[SELECTION]:

The time complexity is reduced to $O(HW)$ work per query, so $O(QHW)$ work in total. This passes subtasks 1 and 2.

This approach can also be extended to solve subtask 4, in which the distance between $a$ and $b$ in each query is smaller than some $D$. Assume that $a < b$. Note that if we swap positions of numbers $a$ and $b$, all numbers in the prefix of length $a$ stay the same, so the beautiful rectangles for numbers in this prefix will stay the same. Beginning with number $i=a$, the following rectangles may differ, but then again after number $i=b$ will again stay the same (since the set of numbers in range $[a,b]$ did not change, only their order). Thus we only need to recalculate beautiful rectangles in this $[a,b]$ range of length $O(D)$.

The easiest way to do this is to save all the values of $R_{min}$, $R_{max}$, $C_{min}$ and $C_{max}$ for all the indices, together with information whether the rectangle for such index was beautiful. We will also keep track of total number of beautiful rectangles, and every time we recalculate certain value, we update this number:

vector<int> R_mins, R_maxs; vector<int> C_mins, C_maxs; vector<bool> beaut; int total; void update_maxmin(int i) { R_mins[i+1] = min(R_mins[i], R[i]); R_maxs[i+1] = max(R_maxs[i], R[i]); C_mins[i+1] = min(C_mins[i], C[i]); C_maxs[i+1] = max(C_maxs[i], C[i]); int Size = (R_maxs[i+1] + 1 - R_mins[i+1]) * (C_maxs[i+1] + 1 - C_mins[i+1]); if (i+1 == Size && !beaut[i+1]) { beaut[i+1] = true; total++; } else if (i+1 != Size && beaut[i+1]) { beaut[i+1] = false; total--; } }

In function give_initial_chart we initialize all values:

R_mins.assign(H*W+1, H*W); R_maxs.assign(H*W+1, -1); C_mins.assign(H*W+1, H*W); C_maxs.assign(H*W+1, -1); beaut.assign(H*W+1, false); REP(i, H*W) { update_maxmin(i); }

Finally, the code for the query is very simple. We just need to update the values in range $[a,b]$:

int swap_seats(int a, int b) { swap(R[a], R[b]); swap(C[a], C[b]); for (int i = min(a,b); i <= max(a,b); i++) { update_maxmin(i); } int ans = total; }

This code has time complexity of $O(HW + QD)$ and it passes subtask 4 (and also subtasks 1 and 2, since obviously $D \leq HW$).

[WHAT YOU NEED TO DO]:
• a. Edit the listing so that "red object" becomes "blue object" wherever it appears, changing nothing else.
• b. Proceed with the beautiful-rectangle explanation, picking up after its final sentence.
The listing has nothing to do with the beautiful-rectangle explanation.

Location identification items:
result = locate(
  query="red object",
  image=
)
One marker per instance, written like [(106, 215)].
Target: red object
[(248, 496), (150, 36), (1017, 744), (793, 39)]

[OUTPUTS FOR THE TASKS]:
• a.
result = locate(
  query="blue object",
  image=
)
One marker per instance, written like [(106, 215)].
Target: blue object
[(248, 496), (150, 36), (1017, 744), (793, 39)]

• b.
The second approach – limited sizes of a grid

How to speed up the above solution? For every query we iterate over all $HW$ numbers to find which prefixes form beautiful rectangles. But how many beautiful rectangles can we have? Well, every rectangle must contain the previous one, therefore it must be bigger. That means that the sum of its dimensions (width plus height) must be larger. And since the sum of dimensions of a subrectangle is limited by $H+W$, there are at most $H+W$ beautiful rectangles.

Let's take a look at constraints of subtask 3. Although the grid in this subtask can be quite big, both dimensions $H$ and $W$ are limited, thus $H+W$ also. But how to iterate over only beautiful rectangles?

Suppose that after investigating number $i$ we found that our candidate is given by boundaries $R_{min}$, $R_{max}$, $C_{min}$ and $C_{max}$. If it satisfy our condition for beautiful rectangle (i.e. its size calculated from boundaries is equal to $i+1$), then the next number $i+1$ will be outside, thus it will generate a new candidate. But if the condition is not satisfied, then it's possible that some subsequent numbers will be inside the rectangle still not satisfying the condition. Actually, if the size of candidate is $S$, then any number smaller than $S-1$ will certainly not satisfy the condition. Therefore we can immediately jump to number $S-1$.

Either the condition for this number is satisfied (that means we have a beautiful rectangle, and number $S$ will generate a bigger candidate), or the condition is not satisfied, which means that the candidate generated by number $S-1$ is already bigger. Either way, after a jump we generate a bigger candidate. Thus maybe not all candidates we iterate over are beautiful, but still we have only $O(H+W)$ candidates.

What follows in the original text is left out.